- _REQUIRED WORK_:
Reproduce the lines below word for word, starting with the line that contains "Place a point on every instance of the hat" and continuing through the last line.

=-=-=

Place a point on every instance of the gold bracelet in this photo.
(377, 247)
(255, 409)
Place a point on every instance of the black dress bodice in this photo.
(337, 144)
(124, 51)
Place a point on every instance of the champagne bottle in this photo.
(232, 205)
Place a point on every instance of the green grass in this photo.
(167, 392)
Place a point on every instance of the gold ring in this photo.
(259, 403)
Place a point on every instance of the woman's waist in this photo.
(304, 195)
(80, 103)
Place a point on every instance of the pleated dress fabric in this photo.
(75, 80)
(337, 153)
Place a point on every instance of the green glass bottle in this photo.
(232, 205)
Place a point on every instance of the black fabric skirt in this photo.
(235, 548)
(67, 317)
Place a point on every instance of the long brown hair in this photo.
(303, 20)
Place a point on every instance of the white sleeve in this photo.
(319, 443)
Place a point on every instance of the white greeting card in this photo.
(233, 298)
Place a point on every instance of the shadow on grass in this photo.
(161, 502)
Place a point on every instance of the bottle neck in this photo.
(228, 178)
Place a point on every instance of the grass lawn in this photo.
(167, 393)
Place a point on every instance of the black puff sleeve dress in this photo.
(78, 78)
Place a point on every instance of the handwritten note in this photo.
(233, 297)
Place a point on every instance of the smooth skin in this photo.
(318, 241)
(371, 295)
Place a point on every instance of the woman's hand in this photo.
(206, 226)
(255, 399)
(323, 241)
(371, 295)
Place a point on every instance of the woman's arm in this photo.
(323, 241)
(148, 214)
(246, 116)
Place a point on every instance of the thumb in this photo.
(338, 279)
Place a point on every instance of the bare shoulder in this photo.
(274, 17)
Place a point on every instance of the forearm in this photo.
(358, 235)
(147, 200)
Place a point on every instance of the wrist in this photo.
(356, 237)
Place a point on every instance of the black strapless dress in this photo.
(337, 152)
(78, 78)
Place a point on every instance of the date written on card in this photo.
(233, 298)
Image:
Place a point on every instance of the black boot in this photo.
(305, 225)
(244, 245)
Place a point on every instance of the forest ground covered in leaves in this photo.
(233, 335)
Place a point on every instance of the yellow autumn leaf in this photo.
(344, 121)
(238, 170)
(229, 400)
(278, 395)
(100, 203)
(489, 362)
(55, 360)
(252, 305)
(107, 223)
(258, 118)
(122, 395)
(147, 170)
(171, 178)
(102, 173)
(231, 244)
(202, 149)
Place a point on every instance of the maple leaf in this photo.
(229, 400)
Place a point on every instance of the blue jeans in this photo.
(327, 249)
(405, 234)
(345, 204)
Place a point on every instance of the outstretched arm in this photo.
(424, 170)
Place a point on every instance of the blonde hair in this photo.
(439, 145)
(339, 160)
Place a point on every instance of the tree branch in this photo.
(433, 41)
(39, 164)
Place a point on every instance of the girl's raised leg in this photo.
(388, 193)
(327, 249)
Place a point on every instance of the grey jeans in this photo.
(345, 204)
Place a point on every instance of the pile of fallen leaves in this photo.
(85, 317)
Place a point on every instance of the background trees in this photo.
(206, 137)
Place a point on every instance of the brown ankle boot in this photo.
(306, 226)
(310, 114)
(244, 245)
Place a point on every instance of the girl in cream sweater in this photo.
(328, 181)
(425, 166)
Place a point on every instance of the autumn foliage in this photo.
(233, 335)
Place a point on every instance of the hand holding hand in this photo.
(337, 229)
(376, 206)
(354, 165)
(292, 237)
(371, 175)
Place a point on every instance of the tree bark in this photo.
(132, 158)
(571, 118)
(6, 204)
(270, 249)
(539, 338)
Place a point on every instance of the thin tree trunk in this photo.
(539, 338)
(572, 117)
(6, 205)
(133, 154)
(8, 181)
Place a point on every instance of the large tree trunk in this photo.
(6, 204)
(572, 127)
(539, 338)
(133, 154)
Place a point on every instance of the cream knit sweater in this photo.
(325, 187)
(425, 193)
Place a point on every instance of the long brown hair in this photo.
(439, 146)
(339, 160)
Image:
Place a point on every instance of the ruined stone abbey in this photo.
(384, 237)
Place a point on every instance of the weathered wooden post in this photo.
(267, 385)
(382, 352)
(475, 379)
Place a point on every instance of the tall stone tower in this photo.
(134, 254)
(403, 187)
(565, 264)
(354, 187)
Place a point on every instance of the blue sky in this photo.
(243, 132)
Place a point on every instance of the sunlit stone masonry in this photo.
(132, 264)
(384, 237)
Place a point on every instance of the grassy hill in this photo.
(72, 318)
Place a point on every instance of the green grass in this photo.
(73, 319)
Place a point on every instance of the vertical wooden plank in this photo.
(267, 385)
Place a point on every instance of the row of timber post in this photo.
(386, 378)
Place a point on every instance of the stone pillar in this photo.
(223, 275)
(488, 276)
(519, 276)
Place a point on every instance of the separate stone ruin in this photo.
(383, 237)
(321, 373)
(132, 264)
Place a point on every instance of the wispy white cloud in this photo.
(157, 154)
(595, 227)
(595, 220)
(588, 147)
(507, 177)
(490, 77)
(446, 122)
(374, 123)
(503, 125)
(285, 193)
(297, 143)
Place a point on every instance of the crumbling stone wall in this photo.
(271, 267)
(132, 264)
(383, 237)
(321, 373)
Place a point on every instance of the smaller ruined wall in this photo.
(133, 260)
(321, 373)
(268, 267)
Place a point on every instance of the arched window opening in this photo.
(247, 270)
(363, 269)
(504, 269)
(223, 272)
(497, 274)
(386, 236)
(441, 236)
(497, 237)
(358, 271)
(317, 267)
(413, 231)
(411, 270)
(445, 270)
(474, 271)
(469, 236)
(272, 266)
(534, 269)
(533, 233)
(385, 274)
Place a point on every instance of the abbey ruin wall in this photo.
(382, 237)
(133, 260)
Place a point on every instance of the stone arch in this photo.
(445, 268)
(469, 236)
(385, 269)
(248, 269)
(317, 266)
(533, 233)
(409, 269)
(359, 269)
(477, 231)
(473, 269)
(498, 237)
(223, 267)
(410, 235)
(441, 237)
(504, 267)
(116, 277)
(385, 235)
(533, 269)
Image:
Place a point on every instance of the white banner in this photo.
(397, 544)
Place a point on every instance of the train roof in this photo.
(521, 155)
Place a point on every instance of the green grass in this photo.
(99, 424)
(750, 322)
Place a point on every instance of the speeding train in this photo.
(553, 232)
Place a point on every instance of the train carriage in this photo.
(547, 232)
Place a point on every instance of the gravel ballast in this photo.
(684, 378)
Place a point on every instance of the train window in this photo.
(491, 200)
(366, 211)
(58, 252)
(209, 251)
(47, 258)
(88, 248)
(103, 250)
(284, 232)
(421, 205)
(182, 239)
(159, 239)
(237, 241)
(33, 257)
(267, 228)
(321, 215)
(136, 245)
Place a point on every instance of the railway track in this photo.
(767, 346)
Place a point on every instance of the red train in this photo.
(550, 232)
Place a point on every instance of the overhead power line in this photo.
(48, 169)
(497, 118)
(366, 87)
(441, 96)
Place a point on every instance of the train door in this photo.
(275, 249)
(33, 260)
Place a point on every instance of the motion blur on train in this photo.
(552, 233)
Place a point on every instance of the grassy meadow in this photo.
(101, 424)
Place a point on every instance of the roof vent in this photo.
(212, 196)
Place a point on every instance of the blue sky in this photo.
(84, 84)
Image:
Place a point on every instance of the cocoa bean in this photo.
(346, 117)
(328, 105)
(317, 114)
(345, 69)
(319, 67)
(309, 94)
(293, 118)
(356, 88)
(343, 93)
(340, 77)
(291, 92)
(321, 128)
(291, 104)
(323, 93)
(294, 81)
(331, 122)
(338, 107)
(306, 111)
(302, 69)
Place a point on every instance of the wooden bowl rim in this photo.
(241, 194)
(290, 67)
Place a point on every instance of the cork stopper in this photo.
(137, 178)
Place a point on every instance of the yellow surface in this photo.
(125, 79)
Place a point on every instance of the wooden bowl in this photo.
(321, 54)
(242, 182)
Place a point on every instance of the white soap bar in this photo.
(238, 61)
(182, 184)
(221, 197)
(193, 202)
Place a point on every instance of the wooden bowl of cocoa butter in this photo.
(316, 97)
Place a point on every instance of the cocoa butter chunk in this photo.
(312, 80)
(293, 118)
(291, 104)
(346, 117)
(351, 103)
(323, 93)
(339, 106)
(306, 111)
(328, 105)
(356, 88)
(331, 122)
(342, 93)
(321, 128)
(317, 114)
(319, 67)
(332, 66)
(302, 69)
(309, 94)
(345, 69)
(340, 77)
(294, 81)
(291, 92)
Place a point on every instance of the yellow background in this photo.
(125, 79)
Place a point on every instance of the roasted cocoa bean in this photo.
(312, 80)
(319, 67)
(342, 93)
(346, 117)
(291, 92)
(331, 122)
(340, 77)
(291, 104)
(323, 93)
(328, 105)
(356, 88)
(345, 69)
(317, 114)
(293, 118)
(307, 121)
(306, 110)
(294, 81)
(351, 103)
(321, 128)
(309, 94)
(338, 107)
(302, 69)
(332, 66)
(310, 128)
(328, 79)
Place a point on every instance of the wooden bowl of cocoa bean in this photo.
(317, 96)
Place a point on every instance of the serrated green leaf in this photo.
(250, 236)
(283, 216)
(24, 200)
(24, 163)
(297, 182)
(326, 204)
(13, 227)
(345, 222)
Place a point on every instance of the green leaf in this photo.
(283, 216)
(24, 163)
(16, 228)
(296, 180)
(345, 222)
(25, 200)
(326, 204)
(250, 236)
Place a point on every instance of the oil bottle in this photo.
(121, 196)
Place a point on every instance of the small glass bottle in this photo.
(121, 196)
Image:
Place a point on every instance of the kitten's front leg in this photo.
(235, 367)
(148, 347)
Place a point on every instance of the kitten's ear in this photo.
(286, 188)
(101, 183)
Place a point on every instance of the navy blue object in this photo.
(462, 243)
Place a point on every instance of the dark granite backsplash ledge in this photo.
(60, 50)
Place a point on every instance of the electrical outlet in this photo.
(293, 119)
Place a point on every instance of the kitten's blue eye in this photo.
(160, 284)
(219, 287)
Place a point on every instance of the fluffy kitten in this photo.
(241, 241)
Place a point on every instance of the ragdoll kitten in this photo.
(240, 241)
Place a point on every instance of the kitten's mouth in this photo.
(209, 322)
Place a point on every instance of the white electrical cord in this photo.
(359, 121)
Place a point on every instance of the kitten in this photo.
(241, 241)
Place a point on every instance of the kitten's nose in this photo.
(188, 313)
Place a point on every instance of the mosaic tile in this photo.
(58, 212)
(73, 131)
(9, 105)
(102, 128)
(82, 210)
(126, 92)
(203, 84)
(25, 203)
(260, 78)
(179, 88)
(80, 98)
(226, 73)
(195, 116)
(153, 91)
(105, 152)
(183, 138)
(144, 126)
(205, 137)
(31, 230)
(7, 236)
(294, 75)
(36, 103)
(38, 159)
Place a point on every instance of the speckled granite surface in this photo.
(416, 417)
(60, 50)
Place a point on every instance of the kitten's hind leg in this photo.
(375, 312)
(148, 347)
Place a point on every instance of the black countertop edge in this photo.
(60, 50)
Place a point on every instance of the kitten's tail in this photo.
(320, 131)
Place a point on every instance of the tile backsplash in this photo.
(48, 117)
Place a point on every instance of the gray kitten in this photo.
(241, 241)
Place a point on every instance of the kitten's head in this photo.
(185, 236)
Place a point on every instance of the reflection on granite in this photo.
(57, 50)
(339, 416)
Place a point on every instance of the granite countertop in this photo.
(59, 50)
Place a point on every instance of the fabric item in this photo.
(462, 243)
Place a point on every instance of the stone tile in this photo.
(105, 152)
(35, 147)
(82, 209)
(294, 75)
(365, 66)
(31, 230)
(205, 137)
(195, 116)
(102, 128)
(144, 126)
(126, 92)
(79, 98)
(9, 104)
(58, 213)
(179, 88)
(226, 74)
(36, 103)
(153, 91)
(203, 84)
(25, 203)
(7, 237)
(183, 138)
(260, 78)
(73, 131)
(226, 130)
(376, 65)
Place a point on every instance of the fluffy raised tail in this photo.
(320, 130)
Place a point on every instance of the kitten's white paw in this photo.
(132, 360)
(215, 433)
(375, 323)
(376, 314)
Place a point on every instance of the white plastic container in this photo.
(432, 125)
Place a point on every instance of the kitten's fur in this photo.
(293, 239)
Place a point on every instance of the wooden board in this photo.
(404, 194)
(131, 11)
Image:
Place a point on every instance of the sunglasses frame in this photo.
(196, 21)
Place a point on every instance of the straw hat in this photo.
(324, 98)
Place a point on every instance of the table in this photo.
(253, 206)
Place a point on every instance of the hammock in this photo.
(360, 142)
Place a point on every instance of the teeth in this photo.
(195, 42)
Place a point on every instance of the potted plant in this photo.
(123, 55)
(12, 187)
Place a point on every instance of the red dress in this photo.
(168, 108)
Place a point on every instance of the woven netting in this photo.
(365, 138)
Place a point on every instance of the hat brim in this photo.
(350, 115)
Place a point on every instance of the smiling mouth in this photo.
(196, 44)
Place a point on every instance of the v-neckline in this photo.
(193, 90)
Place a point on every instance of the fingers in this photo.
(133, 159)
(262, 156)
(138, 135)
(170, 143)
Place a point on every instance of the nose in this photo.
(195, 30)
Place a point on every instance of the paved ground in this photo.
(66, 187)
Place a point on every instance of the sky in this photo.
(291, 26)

=-=-=

- _WRITTEN RESPONSE_:
Place a point on every instance of the hat brim in this photo.
(350, 115)
Place a point on every instance of the smiling mouth in this photo.
(196, 44)
Place a point on every instance of the v-neckline in this photo.
(193, 90)
Place a point on every instance of the fingers in this photo.
(133, 159)
(262, 156)
(138, 135)
(170, 143)
Place a point on every instance of the nose in this photo.
(195, 30)
Place a point on every instance of the paved ground in this photo.
(66, 187)
Place a point on every instance of the sky in this photo.
(291, 26)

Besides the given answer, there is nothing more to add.